-- OBJECTIVE --
Could you rewrite the entries below, swapping every "green stem" for "flower stalk" and leaving everything else as it is?

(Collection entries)
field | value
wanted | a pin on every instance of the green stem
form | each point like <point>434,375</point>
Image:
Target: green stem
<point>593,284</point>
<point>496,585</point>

-- RESULT BELOW --
field | value
wanted | a pin on every instance of the flower stalk
form | each point like <point>434,375</point>
Image:
Target: flower stalk
<point>593,284</point>
<point>496,585</point>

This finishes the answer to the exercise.